→ **TEXT PROVIDED**

== Segment start ==

This script attempts to execute local/filter_babel_over_10s.py, but the Python script added in this pull request is named local/filter_babel_overl_10s.py (with an extra 'l'). This filename mismatch will cause a FileNotFoundError and prevent the script from running. Please correct the name of the Python script to match the one being called here, or update the call to use the correct filename.

gemini-code-assist · 2025-09-25T05:24:16Z

egs2/geolid/lid1/local/filter_babel_overl_10s.py

+import os
+
+
+def parse_args():


The argparse module is used to parse command-line arguments, but it is not imported in this script. This will result in a NameError when the script is executed. Please add import argparse to the top of the file.

Suggested change

import os

def parse_args():

import os

import argparse

def parse_args():

gemini-code-assist · 2025-09-25T05:24:16Z

egs2/geolid/lid1/local/prepare_babel_lists.sh

+    local train_list="$4"
+    local dev_list="$5"

== Segment end ==

→ **DATASET ENTRIES**
== Segment start ==

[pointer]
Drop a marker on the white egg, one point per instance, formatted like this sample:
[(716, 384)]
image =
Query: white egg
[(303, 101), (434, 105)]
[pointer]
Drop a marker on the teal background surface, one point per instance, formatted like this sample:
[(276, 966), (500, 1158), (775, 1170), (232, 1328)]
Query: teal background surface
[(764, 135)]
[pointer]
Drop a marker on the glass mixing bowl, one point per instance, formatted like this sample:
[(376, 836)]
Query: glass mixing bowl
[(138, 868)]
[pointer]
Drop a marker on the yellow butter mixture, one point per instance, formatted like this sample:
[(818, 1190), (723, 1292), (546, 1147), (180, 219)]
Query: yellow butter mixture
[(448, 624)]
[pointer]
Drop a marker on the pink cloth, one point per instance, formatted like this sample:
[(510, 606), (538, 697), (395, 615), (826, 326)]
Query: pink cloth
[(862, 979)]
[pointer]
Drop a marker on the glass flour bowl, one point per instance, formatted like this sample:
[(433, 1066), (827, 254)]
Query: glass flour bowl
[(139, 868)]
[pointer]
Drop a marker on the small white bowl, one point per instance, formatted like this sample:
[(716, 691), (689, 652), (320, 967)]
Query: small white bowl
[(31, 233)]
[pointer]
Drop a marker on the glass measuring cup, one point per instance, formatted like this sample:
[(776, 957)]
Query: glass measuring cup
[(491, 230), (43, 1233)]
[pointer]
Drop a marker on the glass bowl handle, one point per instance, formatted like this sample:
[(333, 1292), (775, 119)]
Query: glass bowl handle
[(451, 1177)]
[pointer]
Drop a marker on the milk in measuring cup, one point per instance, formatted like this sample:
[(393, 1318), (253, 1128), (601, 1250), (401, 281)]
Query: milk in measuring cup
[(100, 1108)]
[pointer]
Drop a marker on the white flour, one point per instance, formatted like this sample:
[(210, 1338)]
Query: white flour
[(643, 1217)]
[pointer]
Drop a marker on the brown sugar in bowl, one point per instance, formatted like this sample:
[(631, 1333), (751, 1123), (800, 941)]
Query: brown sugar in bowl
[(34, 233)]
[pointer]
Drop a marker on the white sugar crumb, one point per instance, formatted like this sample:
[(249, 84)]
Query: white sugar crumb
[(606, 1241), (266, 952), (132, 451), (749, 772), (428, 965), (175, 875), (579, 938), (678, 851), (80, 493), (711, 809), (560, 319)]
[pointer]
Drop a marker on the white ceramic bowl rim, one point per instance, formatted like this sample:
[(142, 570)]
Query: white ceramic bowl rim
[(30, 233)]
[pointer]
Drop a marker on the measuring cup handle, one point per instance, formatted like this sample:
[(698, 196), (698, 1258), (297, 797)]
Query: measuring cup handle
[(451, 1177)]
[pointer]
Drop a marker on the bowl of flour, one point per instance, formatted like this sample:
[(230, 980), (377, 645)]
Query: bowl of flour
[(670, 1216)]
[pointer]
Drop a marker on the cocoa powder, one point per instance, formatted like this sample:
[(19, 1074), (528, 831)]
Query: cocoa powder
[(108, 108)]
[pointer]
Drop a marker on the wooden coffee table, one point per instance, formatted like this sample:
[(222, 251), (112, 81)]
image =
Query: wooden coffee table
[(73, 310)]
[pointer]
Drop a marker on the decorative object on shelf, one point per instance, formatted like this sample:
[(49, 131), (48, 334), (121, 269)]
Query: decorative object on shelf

== Segment end ==

→ **AIM OF THE EXERCISE**
Please answer from the code review comments: which module is used to parse command-line arguments but is not imported in the script? The entries aren't needed for this.

→ **REPLY TO THE TASK**
The argparse module.